Referring expression data
++++++++++

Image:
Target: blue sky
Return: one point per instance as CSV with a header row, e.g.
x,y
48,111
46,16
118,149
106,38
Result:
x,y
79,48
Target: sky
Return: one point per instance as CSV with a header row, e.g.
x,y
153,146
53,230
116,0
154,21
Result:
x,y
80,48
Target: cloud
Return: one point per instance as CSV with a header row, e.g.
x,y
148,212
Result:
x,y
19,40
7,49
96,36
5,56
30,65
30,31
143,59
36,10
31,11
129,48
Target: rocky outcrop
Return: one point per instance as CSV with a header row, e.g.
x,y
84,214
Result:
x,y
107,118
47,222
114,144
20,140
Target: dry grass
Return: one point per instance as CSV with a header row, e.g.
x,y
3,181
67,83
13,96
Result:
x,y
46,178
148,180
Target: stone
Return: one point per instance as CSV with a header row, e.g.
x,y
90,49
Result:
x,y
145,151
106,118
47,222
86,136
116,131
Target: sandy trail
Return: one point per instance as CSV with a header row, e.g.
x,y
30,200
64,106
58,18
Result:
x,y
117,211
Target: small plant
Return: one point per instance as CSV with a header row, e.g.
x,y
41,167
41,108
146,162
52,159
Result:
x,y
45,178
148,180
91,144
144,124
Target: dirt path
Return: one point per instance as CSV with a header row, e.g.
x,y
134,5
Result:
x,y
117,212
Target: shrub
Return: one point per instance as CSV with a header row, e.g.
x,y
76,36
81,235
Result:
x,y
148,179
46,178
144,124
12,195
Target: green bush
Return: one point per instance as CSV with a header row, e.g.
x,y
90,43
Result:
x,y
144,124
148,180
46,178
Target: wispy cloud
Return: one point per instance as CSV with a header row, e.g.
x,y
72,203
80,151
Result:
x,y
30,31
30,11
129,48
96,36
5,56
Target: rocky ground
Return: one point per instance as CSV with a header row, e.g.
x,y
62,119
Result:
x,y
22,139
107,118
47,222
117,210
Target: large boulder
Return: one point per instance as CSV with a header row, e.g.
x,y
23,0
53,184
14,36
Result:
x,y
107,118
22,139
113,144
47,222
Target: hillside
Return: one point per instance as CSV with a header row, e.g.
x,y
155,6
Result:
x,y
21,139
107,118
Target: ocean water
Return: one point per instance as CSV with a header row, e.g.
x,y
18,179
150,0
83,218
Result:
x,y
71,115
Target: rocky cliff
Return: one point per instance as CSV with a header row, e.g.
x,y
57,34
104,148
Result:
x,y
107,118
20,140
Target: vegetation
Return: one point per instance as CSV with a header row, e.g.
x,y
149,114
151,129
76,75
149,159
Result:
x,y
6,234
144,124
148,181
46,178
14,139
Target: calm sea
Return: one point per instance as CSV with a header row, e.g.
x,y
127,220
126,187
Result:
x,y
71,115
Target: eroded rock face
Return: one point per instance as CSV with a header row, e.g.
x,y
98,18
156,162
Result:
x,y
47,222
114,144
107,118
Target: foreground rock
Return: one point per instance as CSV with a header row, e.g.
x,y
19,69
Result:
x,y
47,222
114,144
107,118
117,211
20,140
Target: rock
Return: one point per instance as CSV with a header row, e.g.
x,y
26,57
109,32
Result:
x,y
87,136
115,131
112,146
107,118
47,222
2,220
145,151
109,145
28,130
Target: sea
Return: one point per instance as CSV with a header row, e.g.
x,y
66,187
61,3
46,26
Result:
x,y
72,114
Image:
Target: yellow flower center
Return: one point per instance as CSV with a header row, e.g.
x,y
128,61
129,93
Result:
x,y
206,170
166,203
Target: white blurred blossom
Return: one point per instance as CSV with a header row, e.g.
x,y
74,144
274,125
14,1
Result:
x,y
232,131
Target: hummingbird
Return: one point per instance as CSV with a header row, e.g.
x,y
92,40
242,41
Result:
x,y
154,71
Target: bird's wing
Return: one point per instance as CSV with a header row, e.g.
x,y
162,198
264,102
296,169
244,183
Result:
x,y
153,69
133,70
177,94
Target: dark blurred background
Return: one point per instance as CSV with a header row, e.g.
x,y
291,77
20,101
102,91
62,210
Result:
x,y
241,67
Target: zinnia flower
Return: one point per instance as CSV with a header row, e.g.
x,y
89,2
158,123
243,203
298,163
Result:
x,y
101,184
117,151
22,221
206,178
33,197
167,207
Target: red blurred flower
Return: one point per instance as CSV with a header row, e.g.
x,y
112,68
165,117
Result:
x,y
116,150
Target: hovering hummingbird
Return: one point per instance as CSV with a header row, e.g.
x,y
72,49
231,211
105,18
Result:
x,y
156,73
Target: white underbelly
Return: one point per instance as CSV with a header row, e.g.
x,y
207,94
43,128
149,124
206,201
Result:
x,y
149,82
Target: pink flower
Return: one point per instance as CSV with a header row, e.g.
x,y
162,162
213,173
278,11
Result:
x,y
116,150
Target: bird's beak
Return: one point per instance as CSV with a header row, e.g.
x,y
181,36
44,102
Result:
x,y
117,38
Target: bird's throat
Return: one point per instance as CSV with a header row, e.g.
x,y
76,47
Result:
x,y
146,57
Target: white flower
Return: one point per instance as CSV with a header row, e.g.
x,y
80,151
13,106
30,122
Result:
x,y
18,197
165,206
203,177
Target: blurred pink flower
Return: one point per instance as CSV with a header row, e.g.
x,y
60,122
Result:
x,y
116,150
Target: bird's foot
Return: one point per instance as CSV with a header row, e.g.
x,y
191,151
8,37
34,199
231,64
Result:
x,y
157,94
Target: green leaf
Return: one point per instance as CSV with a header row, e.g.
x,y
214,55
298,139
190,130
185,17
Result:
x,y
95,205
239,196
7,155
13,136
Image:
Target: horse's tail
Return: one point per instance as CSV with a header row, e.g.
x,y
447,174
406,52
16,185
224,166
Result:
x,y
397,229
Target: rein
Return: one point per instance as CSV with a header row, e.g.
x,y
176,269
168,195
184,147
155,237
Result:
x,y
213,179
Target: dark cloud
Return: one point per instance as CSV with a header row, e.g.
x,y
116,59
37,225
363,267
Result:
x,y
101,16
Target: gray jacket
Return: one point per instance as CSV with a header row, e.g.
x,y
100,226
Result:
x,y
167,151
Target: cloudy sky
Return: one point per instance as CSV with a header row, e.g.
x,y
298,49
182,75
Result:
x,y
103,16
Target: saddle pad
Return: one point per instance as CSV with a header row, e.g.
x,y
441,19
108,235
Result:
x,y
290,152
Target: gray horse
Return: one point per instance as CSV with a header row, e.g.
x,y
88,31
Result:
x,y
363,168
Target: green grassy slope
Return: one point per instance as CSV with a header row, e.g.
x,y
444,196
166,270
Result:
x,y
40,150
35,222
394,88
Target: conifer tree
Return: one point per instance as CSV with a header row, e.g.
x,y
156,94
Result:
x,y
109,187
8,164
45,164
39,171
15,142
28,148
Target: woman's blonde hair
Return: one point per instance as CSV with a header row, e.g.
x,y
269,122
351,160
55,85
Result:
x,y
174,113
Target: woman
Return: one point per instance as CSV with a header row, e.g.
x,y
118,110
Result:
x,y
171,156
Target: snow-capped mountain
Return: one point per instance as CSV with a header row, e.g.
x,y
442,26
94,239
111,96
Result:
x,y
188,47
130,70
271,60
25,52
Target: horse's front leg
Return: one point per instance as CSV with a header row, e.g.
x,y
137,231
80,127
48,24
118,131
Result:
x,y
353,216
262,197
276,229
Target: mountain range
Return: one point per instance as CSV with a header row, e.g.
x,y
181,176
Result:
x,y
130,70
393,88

++++++++++

** Assignment **
Pull every line that holds the string "horse" out of the records.

** Exercise answer **
Target: horse's tail
Target: gray horse
Target: horse's front leg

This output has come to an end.